--- start Supplied material ---
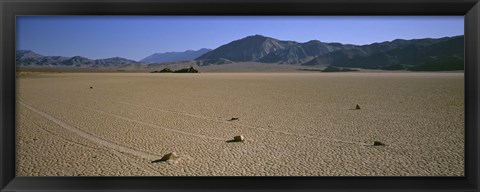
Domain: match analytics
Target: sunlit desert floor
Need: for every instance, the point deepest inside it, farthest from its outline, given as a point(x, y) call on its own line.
point(293, 123)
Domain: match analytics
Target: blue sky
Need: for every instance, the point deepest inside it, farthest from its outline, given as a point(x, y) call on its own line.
point(136, 37)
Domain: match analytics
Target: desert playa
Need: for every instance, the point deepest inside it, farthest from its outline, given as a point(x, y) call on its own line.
point(294, 124)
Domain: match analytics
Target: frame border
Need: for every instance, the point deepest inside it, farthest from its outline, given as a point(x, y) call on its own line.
point(470, 9)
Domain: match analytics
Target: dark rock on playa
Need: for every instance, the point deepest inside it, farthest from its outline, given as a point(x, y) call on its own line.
point(378, 143)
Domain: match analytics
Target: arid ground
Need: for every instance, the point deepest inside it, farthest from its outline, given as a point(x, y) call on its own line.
point(121, 124)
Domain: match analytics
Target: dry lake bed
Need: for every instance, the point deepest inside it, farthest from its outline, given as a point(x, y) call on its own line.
point(294, 124)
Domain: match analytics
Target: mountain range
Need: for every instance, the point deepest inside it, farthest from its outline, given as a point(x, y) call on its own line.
point(418, 54)
point(27, 58)
point(174, 56)
point(426, 54)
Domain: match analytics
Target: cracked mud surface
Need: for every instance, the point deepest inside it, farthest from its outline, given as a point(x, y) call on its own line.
point(293, 123)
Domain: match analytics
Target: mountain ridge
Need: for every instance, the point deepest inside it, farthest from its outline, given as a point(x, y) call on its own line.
point(444, 53)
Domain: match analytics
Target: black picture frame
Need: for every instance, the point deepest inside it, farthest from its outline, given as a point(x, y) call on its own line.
point(470, 9)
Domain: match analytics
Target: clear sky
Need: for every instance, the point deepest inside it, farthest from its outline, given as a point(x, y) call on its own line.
point(136, 37)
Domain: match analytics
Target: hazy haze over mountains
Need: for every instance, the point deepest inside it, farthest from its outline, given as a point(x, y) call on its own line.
point(418, 54)
point(174, 56)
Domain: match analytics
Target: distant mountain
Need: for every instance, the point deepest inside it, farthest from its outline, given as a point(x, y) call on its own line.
point(251, 48)
point(27, 58)
point(174, 56)
point(421, 54)
point(417, 54)
point(426, 54)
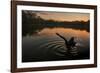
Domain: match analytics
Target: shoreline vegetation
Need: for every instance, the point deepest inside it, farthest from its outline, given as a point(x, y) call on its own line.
point(31, 24)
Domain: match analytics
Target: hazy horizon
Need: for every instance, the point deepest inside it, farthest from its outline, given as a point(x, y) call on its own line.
point(63, 16)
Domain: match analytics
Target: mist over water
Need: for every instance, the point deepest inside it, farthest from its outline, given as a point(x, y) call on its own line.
point(45, 45)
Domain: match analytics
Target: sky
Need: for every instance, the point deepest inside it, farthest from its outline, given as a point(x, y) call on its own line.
point(63, 16)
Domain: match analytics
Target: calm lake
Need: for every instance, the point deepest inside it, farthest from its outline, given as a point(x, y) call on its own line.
point(45, 45)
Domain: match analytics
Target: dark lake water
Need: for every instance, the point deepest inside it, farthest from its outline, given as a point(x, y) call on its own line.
point(45, 45)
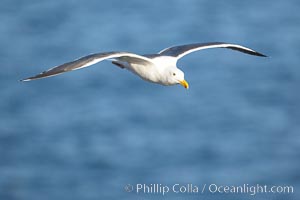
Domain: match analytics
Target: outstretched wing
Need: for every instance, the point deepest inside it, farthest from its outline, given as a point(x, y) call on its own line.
point(180, 51)
point(90, 60)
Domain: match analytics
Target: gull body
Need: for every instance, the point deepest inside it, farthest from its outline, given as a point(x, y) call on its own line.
point(158, 68)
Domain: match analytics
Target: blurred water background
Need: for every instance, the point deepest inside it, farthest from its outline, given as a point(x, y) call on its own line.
point(88, 133)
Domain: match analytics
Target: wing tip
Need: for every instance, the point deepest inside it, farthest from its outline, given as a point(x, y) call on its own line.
point(255, 53)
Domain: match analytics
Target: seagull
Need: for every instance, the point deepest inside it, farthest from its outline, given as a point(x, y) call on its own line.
point(160, 68)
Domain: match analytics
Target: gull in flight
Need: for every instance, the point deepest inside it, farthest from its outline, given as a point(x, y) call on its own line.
point(156, 68)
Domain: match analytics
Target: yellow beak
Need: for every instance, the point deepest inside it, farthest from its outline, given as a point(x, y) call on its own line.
point(184, 84)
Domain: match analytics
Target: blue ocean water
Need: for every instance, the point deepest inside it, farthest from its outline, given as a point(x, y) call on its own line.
point(87, 134)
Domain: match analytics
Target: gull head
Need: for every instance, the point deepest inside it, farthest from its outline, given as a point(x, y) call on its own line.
point(176, 76)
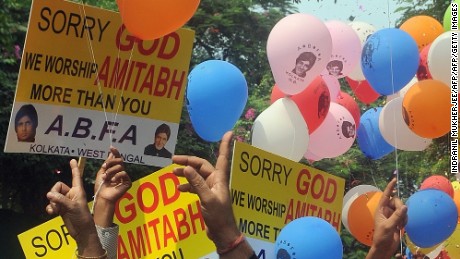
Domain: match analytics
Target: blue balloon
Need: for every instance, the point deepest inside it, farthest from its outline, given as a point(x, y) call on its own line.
point(432, 217)
point(369, 137)
point(216, 95)
point(308, 237)
point(389, 60)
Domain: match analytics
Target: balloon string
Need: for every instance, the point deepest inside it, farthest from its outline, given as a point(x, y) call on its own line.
point(396, 172)
point(91, 52)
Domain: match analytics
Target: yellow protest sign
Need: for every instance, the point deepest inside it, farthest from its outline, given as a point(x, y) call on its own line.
point(155, 219)
point(86, 84)
point(269, 191)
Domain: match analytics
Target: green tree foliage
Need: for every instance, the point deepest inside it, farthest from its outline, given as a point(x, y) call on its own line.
point(235, 31)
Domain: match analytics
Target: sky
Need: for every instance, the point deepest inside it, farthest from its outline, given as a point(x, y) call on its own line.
point(378, 13)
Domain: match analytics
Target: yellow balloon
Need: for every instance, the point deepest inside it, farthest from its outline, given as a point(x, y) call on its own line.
point(414, 249)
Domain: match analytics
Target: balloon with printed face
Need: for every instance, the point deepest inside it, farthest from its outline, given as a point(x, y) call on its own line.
point(346, 49)
point(370, 139)
point(335, 135)
point(389, 60)
point(153, 19)
point(308, 237)
point(313, 102)
point(216, 95)
point(447, 21)
point(439, 56)
point(395, 130)
point(364, 30)
point(423, 29)
point(426, 108)
point(281, 129)
point(333, 85)
point(298, 49)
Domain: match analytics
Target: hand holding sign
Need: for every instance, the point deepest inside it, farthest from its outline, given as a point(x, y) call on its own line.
point(211, 184)
point(71, 204)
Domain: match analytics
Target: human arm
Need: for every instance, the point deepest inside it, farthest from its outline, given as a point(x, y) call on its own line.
point(111, 183)
point(211, 184)
point(390, 219)
point(71, 204)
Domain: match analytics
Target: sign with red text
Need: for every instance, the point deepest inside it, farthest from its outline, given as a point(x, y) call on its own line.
point(269, 191)
point(85, 83)
point(155, 220)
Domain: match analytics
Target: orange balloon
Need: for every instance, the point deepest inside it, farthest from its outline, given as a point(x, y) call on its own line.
point(153, 19)
point(426, 108)
point(414, 249)
point(361, 217)
point(424, 29)
point(313, 102)
point(457, 200)
point(352, 106)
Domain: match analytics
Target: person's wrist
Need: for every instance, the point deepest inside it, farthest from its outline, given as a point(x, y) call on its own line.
point(103, 212)
point(88, 243)
point(376, 252)
point(222, 239)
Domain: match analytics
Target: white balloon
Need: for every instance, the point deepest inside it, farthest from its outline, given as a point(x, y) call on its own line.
point(403, 91)
point(439, 57)
point(364, 30)
point(335, 135)
point(281, 129)
point(351, 196)
point(395, 130)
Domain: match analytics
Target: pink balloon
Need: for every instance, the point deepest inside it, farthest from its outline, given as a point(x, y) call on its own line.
point(313, 102)
point(346, 49)
point(333, 85)
point(349, 102)
point(298, 49)
point(438, 182)
point(335, 135)
point(363, 30)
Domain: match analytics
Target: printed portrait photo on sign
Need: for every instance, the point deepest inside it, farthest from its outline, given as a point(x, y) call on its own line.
point(157, 148)
point(25, 123)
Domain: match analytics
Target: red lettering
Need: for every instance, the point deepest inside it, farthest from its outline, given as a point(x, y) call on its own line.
point(183, 228)
point(130, 208)
point(140, 197)
point(331, 188)
point(168, 231)
point(303, 185)
point(317, 188)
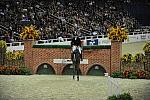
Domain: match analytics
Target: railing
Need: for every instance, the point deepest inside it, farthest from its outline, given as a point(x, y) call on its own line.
point(102, 40)
point(113, 86)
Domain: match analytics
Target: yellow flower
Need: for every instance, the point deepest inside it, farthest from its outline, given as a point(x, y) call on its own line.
point(117, 33)
point(30, 33)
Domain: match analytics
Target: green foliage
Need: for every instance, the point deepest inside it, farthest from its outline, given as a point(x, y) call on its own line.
point(3, 44)
point(147, 47)
point(124, 96)
point(127, 58)
point(139, 57)
point(15, 70)
point(25, 71)
point(117, 74)
point(133, 75)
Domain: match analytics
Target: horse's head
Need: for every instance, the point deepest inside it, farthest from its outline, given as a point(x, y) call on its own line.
point(76, 51)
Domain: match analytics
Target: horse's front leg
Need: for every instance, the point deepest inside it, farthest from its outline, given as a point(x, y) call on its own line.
point(77, 69)
point(73, 71)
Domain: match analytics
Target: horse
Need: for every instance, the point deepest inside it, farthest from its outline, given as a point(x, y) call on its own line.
point(76, 62)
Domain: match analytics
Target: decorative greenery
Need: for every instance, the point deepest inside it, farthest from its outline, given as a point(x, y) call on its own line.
point(139, 57)
point(117, 74)
point(25, 71)
point(30, 33)
point(3, 44)
point(13, 70)
point(118, 34)
point(147, 47)
point(127, 58)
point(17, 55)
point(68, 47)
point(124, 96)
point(132, 74)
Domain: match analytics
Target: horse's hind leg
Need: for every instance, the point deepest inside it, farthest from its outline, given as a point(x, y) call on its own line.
point(73, 72)
point(77, 74)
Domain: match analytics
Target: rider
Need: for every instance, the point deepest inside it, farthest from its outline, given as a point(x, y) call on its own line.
point(76, 44)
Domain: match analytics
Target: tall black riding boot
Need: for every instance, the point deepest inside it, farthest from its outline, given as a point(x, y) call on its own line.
point(81, 56)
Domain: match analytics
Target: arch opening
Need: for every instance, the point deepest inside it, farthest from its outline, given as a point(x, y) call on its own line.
point(96, 70)
point(68, 70)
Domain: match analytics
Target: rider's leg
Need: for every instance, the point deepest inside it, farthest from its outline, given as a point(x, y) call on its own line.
point(73, 48)
point(80, 50)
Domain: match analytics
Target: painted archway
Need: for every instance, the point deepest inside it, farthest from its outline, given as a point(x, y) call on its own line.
point(96, 70)
point(68, 70)
point(45, 69)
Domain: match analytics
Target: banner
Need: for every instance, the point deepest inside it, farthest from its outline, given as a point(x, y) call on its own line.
point(92, 42)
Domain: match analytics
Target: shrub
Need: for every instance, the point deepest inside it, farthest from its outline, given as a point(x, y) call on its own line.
point(126, 73)
point(117, 74)
point(124, 96)
point(25, 71)
point(133, 75)
point(141, 74)
point(8, 70)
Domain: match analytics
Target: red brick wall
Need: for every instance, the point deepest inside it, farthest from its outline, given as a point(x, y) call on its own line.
point(107, 58)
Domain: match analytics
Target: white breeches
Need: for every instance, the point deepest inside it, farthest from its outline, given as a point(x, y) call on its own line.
point(76, 47)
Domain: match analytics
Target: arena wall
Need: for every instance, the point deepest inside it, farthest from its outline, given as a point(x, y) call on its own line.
point(107, 56)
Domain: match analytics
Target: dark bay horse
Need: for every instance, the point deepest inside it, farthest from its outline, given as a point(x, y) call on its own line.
point(76, 62)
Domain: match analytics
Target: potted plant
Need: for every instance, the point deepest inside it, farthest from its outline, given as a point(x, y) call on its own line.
point(147, 56)
point(30, 32)
point(117, 33)
point(3, 48)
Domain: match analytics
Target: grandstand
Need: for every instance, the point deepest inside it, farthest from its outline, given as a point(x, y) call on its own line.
point(64, 18)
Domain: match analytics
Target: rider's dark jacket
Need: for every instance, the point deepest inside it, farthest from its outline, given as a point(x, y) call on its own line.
point(76, 41)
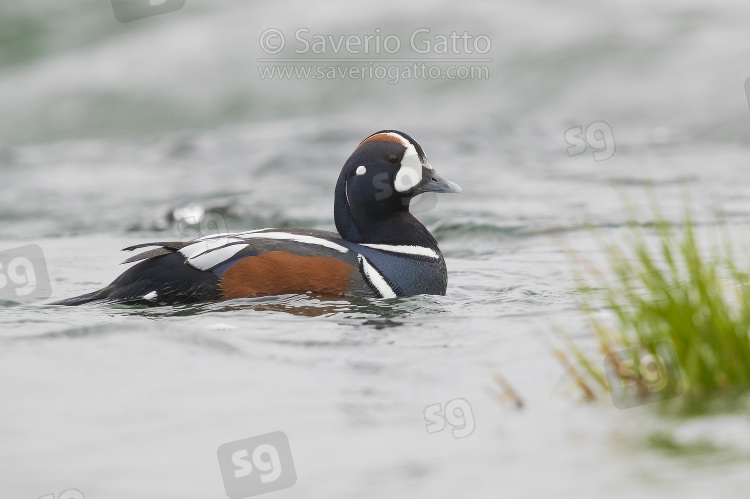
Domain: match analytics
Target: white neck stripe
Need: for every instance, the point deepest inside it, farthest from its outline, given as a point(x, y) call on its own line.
point(376, 279)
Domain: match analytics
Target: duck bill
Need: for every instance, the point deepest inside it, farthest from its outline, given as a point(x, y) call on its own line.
point(433, 182)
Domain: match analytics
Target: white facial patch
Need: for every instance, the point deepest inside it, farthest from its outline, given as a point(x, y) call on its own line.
point(410, 173)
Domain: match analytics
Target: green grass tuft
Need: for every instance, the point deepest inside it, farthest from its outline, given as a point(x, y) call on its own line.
point(663, 288)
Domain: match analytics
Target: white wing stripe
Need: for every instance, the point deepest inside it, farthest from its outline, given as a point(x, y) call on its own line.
point(211, 259)
point(199, 247)
point(405, 249)
point(377, 280)
point(298, 238)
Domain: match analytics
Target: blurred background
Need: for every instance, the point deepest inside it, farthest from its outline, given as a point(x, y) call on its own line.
point(111, 132)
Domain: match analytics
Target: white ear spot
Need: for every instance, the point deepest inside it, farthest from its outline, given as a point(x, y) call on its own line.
point(410, 173)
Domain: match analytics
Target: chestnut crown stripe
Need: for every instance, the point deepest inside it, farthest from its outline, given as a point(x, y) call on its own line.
point(386, 137)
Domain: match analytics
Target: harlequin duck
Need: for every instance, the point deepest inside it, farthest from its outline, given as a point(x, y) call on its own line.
point(381, 250)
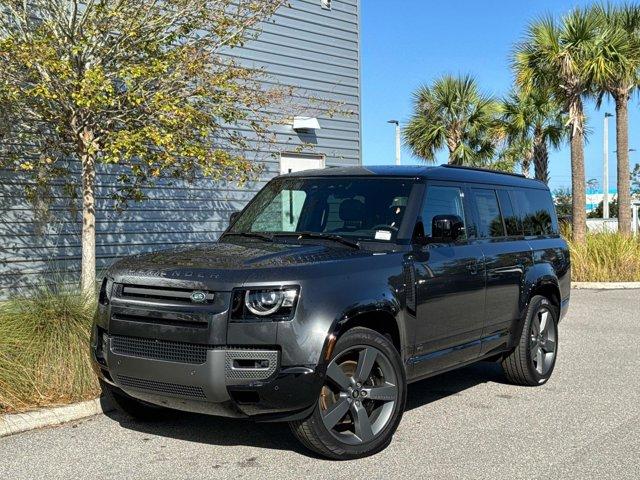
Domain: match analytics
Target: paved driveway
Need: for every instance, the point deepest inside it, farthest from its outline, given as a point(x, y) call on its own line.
point(585, 423)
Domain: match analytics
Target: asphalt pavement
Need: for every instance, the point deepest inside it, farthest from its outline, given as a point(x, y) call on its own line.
point(584, 423)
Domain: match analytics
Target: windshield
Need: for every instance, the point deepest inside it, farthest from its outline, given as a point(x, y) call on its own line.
point(355, 208)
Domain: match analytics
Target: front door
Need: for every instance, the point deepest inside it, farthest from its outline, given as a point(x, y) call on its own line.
point(450, 289)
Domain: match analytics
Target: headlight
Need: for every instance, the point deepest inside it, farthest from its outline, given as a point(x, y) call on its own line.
point(105, 291)
point(268, 303)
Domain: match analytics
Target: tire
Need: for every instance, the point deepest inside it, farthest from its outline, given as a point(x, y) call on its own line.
point(532, 361)
point(362, 401)
point(132, 407)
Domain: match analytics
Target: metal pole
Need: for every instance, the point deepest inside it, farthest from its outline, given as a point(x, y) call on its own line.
point(397, 124)
point(605, 168)
point(397, 144)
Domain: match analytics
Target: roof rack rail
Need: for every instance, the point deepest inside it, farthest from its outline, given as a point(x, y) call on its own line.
point(480, 169)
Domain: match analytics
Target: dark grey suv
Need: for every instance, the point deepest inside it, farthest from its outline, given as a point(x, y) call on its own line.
point(330, 292)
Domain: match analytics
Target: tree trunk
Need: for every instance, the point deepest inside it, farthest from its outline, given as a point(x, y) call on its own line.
point(579, 199)
point(88, 273)
point(541, 159)
point(622, 156)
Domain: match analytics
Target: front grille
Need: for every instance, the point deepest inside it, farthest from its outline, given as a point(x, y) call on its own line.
point(159, 349)
point(164, 294)
point(162, 387)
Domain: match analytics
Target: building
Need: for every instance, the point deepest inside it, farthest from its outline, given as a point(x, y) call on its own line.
point(312, 45)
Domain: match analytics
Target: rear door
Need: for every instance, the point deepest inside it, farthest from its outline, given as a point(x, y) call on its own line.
point(449, 288)
point(507, 256)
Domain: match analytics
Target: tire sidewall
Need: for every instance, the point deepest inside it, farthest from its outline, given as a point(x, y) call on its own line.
point(534, 307)
point(362, 336)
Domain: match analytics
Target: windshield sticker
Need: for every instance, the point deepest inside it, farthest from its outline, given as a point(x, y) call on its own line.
point(383, 235)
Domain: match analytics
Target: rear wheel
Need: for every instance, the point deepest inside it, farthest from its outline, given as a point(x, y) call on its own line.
point(534, 358)
point(130, 406)
point(362, 400)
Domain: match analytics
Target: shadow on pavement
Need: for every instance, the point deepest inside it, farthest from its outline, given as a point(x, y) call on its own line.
point(232, 432)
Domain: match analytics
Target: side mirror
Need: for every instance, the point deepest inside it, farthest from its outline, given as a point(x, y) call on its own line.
point(447, 228)
point(233, 217)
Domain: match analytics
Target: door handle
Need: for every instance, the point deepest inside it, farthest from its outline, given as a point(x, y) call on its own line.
point(472, 266)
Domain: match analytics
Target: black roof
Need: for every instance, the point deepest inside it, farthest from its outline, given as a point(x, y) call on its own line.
point(442, 172)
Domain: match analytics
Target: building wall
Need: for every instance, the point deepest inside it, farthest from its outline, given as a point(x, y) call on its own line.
point(305, 46)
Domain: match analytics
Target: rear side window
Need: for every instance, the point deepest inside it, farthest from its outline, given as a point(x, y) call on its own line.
point(535, 211)
point(489, 218)
point(512, 222)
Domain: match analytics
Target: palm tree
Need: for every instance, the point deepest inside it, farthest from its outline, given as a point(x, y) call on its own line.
point(615, 67)
point(453, 113)
point(555, 56)
point(531, 123)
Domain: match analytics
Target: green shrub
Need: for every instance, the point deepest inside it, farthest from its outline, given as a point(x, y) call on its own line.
point(44, 350)
point(606, 257)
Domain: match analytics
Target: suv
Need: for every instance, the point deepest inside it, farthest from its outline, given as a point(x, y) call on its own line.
point(330, 292)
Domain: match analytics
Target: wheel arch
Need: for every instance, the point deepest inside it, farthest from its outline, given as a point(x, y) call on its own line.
point(382, 318)
point(541, 280)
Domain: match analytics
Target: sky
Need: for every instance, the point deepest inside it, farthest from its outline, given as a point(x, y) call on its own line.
--- end Supplied material ---
Task statement:
Count the lines in the records above that contain the word "rider", and reply with that number alone.

Task output:
3